• **WRITTEN EXERCISE**
Gather every line of the entries below that contains the word "floor", copying each line in full. Case counts.

• **EXTRACTED MATERIAL**
========================================================================

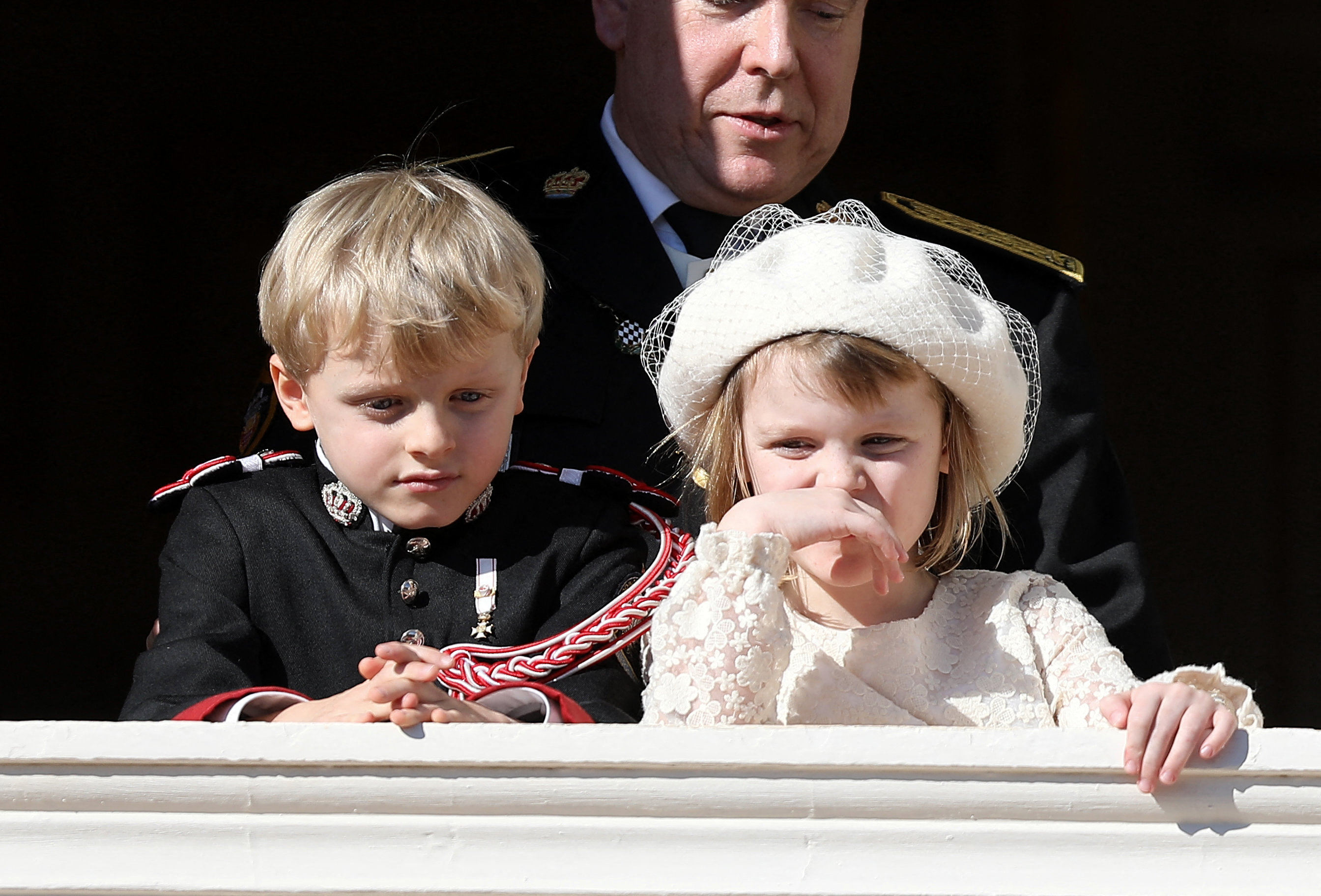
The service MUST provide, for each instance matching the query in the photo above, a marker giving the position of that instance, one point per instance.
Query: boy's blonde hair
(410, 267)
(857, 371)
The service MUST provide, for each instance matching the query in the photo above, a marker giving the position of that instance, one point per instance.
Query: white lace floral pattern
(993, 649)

========================================================================

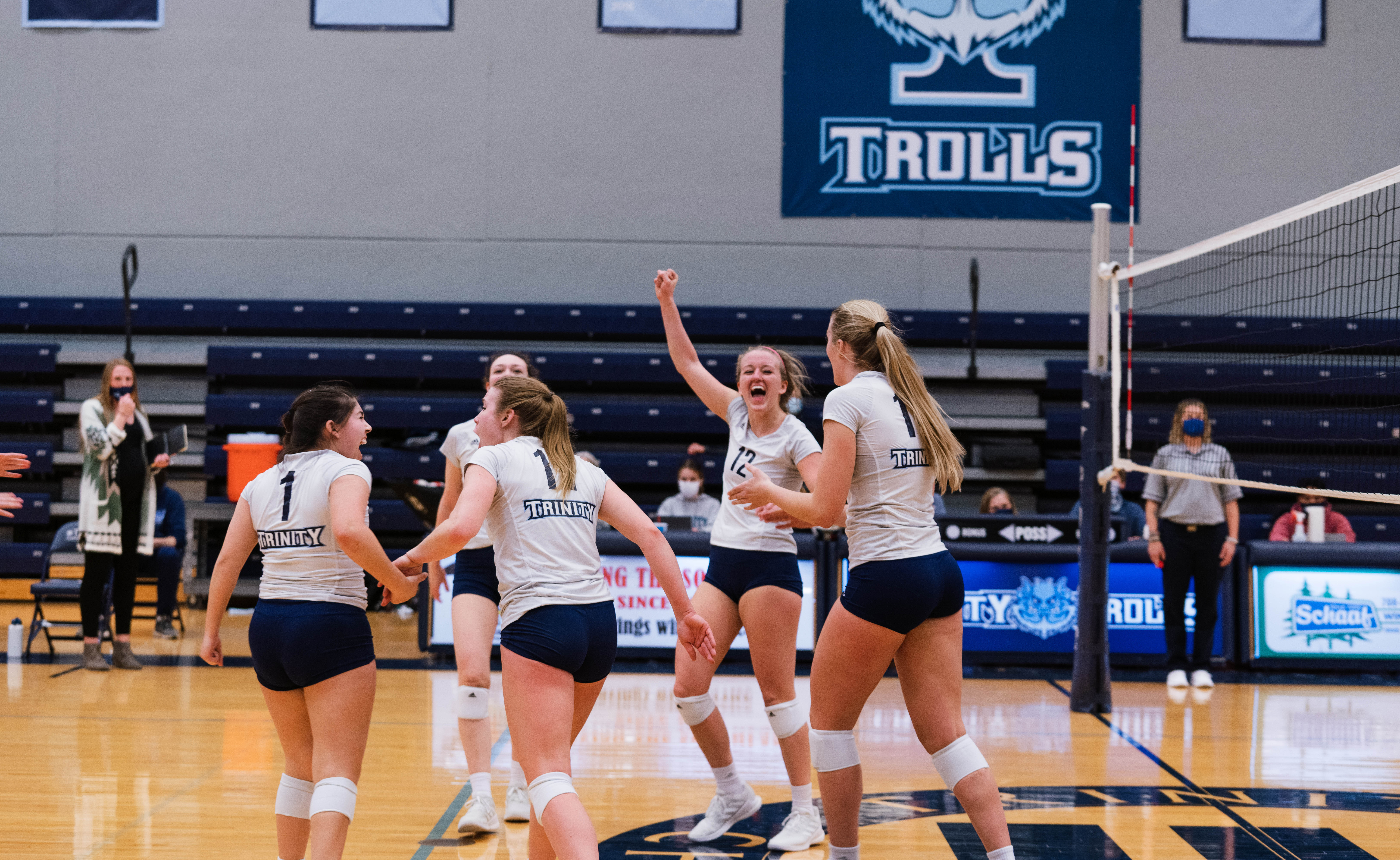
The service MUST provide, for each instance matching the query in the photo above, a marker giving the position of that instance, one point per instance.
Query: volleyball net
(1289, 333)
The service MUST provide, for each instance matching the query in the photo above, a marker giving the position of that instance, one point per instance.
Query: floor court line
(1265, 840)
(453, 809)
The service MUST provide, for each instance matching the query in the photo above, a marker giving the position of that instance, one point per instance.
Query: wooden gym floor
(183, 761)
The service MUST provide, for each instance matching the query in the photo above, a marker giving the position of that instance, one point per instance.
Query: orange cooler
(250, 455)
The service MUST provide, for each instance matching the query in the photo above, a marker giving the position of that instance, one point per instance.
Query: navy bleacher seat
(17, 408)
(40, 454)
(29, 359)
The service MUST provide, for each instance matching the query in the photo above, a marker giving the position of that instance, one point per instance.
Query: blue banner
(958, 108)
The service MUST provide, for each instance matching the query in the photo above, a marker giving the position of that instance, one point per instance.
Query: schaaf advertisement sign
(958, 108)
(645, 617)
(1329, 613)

========================================================================

• **EXPECTED ANSWER**
Query: floor court line
Query: wooden gym floor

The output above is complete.